» QUESTIONS TO ANSWER
1. Quote the M Creek passage word for word, starting with "LAST CAST: Where's" and going on through "named M Creek.".
2. How many lines in the entries contain the string "positive"? Reply with the number alone.

Sunday, January 07, 2007

LAST CAST: Where's M. Creek?

Everyone’s always asking me: “So, where’s this M Creek you’re always raving about? I’ve never heard of it.”
“That’s the point,” I respond.
M Creek doesn’t exist. I’ve looked for it myself. Not a creek in the United States named M Creek.
“That doesn’t make sense,” they always respond.
“That’s the point,” I tell them again.
M Creek is many things if not confusing and impossible to find, and I’d like to keep it that way.
But if you really must know, the M stands for many things.
Made-up Creek. Majestic Creek. Memorable Creek. Mysterious Creek. Magnificent Creek.
In other words, it’s My Creek.
No, I’m not stupid enough to think there should be a creek named after me. This just happens to be my favorite little fishery around. A think-nothing-of-it, drive-by-it-a-million-times stream that gets overlooked by nearly everyone around these parts, and I’d like to keep it that way.
Every good angler has an M Creek that they escape to now and then.
That one secret spot or little-known fishery that produces fish time and time again, no matter what time of year it’s fished. It’s one of the few things in life you can count on.

» DATA EXTRACT

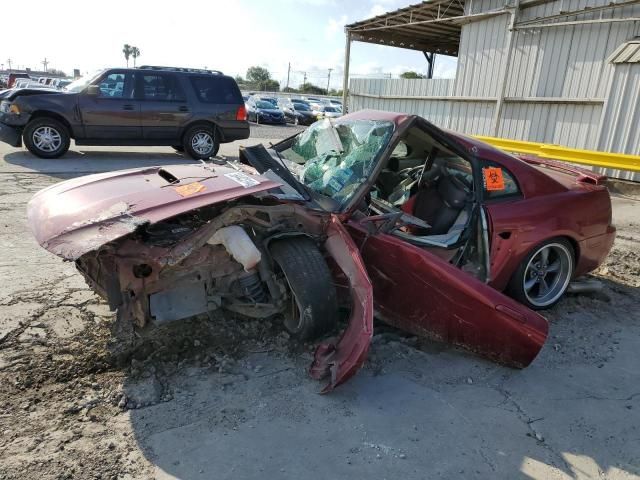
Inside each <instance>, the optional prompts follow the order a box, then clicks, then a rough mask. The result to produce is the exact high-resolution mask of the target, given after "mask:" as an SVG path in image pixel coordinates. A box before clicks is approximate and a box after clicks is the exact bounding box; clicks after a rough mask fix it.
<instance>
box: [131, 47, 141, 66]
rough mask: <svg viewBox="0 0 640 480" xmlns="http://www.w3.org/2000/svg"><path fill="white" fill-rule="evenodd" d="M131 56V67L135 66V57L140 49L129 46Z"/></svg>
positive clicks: (138, 54) (135, 63)
mask: <svg viewBox="0 0 640 480" xmlns="http://www.w3.org/2000/svg"><path fill="white" fill-rule="evenodd" d="M131 56H132V57H133V68H136V58H138V57H139V56H140V49H139V48H138V47H131Z"/></svg>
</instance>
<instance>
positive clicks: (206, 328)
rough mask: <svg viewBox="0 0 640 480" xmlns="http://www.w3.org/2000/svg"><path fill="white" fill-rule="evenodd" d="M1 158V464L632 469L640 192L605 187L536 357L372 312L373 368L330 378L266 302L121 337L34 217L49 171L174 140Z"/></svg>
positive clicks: (413, 473) (15, 464)
mask: <svg viewBox="0 0 640 480" xmlns="http://www.w3.org/2000/svg"><path fill="white" fill-rule="evenodd" d="M279 128H281V127H271V126H255V127H254V126H252V138H260V139H262V138H269V139H275V138H277V137H278V136H279V137H282V136H285V135H288V132H290V131H293V130H292V128H294V127H286V128H285V129H283V130H282V131H281V130H276V129H279ZM282 132H286V133H282ZM232 148H233V149H235V148H236V146H235V145H231V146H229V148H228V150H227V151H228V152H229V153H228V154H229V155H231V154H232V153H231V152H232V151H233V150H232ZM149 151H151V153H149ZM0 159H1V160H0V179H1V181H0V211H1V212H2V222H0V246H1V247H2V251H3V253H4V255H3V256H2V257H0V278H2V279H3V281H2V282H1V283H0V479H2V480H8V479H30V478H41V479H72V478H73V479H91V478H96V479H97V478H100V479H138V478H141V479H146V478H182V479H209V478H222V479H226V478H228V479H236V478H243V479H245V478H256V479H258V478H260V479H263V478H286V479H289V478H290V479H299V478H306V479H315V478H335V479H337V478H403V479H420V478H425V477H428V478H508V479H511V478H540V479H543V478H544V479H546V478H553V479H565V478H585V479H586V478H612V479H630V478H639V475H640V387H639V386H638V385H640V373H639V372H638V351H640V311H639V310H638V305H639V302H640V293H639V289H638V287H640V248H639V247H640V216H639V215H638V213H637V212H638V207H639V203H638V202H637V201H636V200H633V199H628V198H616V199H615V202H614V207H615V213H614V214H615V220H616V223H617V225H618V228H619V235H618V239H617V240H616V244H615V246H614V249H613V251H612V252H611V255H610V256H609V258H608V260H607V262H606V264H605V265H603V267H602V268H600V269H599V271H598V272H596V273H595V277H596V278H598V279H600V280H601V281H602V282H603V284H604V288H603V290H602V291H601V292H599V293H597V294H591V295H580V296H577V295H576V296H568V297H567V298H566V299H565V300H564V301H563V302H561V303H560V304H559V305H558V306H557V307H555V308H554V309H552V310H550V311H548V312H547V314H546V315H547V316H548V318H549V321H550V326H551V328H550V336H549V339H548V341H547V344H546V345H545V347H544V349H543V351H542V352H541V354H540V356H539V357H538V358H537V359H536V361H535V362H534V363H533V364H532V365H531V366H530V367H529V368H527V369H525V370H522V371H517V370H511V369H508V368H505V367H502V366H499V365H495V364H493V363H490V362H486V361H484V360H481V359H479V358H477V357H474V356H472V355H470V354H467V353H465V352H462V351H459V350H457V349H453V348H450V347H447V346H444V345H440V344H436V343H432V342H427V341H423V340H420V339H417V338H414V337H407V336H406V335H404V334H403V333H402V332H398V331H396V330H393V329H391V328H387V327H385V326H383V325H377V326H376V335H375V337H374V342H373V345H372V348H371V352H370V356H369V358H368V361H367V364H366V366H365V368H364V369H363V370H362V371H361V372H359V374H358V375H357V376H356V378H354V379H353V380H352V381H350V382H348V383H347V384H345V385H343V386H341V387H340V388H339V389H337V390H336V391H335V392H333V393H332V394H330V395H325V396H321V395H318V394H317V392H318V391H319V389H320V387H321V385H320V384H318V383H317V382H314V381H313V380H311V379H310V378H309V377H308V375H307V374H306V368H307V367H308V365H309V362H310V360H311V349H312V348H313V346H312V345H298V344H296V343H295V342H293V341H292V340H290V339H289V338H288V336H287V335H286V334H284V333H282V330H281V328H280V325H279V324H278V323H277V322H275V321H274V322H267V321H249V320H243V319H241V318H240V317H235V316H233V315H227V316H216V317H215V318H213V319H193V320H191V321H188V322H178V323H176V324H174V325H170V326H168V327H166V328H164V329H159V330H156V331H154V332H152V333H151V334H146V335H144V336H141V337H139V338H137V339H136V348H135V350H133V351H132V352H131V351H130V352H128V353H126V354H123V353H122V350H121V349H120V348H118V345H117V344H116V343H115V342H114V339H113V336H112V334H111V328H112V324H113V316H112V314H111V313H110V312H109V311H108V308H107V307H106V305H105V304H104V303H103V302H101V300H100V299H99V298H98V297H96V296H95V295H94V294H93V293H92V292H91V291H90V290H89V289H88V287H87V286H86V285H85V283H84V281H83V280H82V278H81V276H80V275H79V274H78V273H76V271H75V268H74V267H73V265H71V264H69V263H65V262H62V261H61V260H60V259H59V258H57V257H54V256H53V255H50V254H49V253H48V252H46V251H45V250H43V249H42V248H40V247H39V246H38V245H37V244H36V243H35V241H34V240H33V239H32V237H31V235H30V234H29V232H28V228H27V224H26V218H25V205H26V202H27V201H28V200H29V198H30V197H31V196H32V195H33V193H35V192H36V191H37V190H39V189H41V188H44V187H46V186H48V185H51V184H53V183H55V182H58V181H60V180H62V179H65V178H71V177H73V176H77V175H78V174H79V173H80V172H84V171H91V170H108V169H112V168H122V166H123V165H124V164H126V165H129V166H134V165H135V166H138V165H151V164H158V163H176V162H177V161H182V160H181V157H179V156H177V155H175V154H173V153H172V152H171V151H170V150H169V149H156V150H154V149H151V150H150V149H146V150H145V151H140V150H137V149H108V148H86V149H84V148H83V149H80V150H79V149H78V148H75V149H74V153H72V154H71V155H70V156H69V157H68V158H67V159H65V160H59V161H53V162H42V161H37V160H34V159H33V158H31V157H29V156H28V155H27V154H25V153H23V152H21V151H18V150H15V149H9V148H5V147H0ZM406 300H407V301H409V300H410V299H406Z"/></svg>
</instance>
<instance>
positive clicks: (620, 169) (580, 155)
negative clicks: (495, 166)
mask: <svg viewBox="0 0 640 480" xmlns="http://www.w3.org/2000/svg"><path fill="white" fill-rule="evenodd" d="M474 137H475V138H477V139H478V140H482V141H483V142H486V143H488V144H490V145H493V146H494V147H496V148H499V149H500V150H505V151H507V152H513V153H525V154H530V155H537V156H538V157H542V158H550V159H552V160H561V161H563V162H570V163H579V164H581V165H590V166H594V167H605V168H614V169H616V170H630V171H632V172H640V155H627V154H624V153H609V152H597V151H595V150H580V149H578V148H569V147H563V146H562V145H551V144H548V143H537V142H523V141H520V140H509V139H507V138H495V137H484V136H480V135H474Z"/></svg>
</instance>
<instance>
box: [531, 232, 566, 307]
mask: <svg viewBox="0 0 640 480" xmlns="http://www.w3.org/2000/svg"><path fill="white" fill-rule="evenodd" d="M572 272H573V257H572V255H571V252H570V251H569V250H568V249H567V247H566V246H565V245H563V244H561V243H549V244H547V245H544V246H542V247H540V248H539V249H538V250H537V251H536V252H535V253H534V254H533V256H532V257H531V259H530V260H529V263H527V267H526V269H525V272H524V278H523V289H524V294H525V295H526V297H527V300H528V301H529V302H531V304H533V305H535V306H536V307H545V306H547V305H551V304H552V303H554V302H555V301H556V300H558V298H560V296H562V294H563V293H564V291H565V290H566V288H567V286H568V285H569V281H570V280H571V274H572Z"/></svg>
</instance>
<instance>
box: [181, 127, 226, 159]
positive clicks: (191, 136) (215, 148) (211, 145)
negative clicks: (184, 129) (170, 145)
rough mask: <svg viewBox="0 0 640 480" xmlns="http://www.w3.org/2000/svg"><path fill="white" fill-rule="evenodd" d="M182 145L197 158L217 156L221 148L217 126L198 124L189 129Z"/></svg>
mask: <svg viewBox="0 0 640 480" xmlns="http://www.w3.org/2000/svg"><path fill="white" fill-rule="evenodd" d="M182 145H183V146H184V149H185V151H186V152H187V153H188V154H189V156H191V158H194V159H196V160H208V159H209V158H211V157H215V156H216V155H217V154H218V150H219V149H220V142H219V140H218V135H217V134H216V130H215V128H213V127H209V126H207V125H196V126H195V127H191V128H190V129H189V130H187V132H186V133H185V134H184V141H183V142H182Z"/></svg>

» EXERCISE RESPONSES
1.
LAST CAST: Where's M. Creek?

Everyone’s always asking me: “So, where’s this M Creek you’re always raving about? I’ve never heard of it.”
“That’s the point,” I respond.
M Creek doesn’t exist. I’ve looked for it myself. Not a creek in the United States named M Creek.

2. 5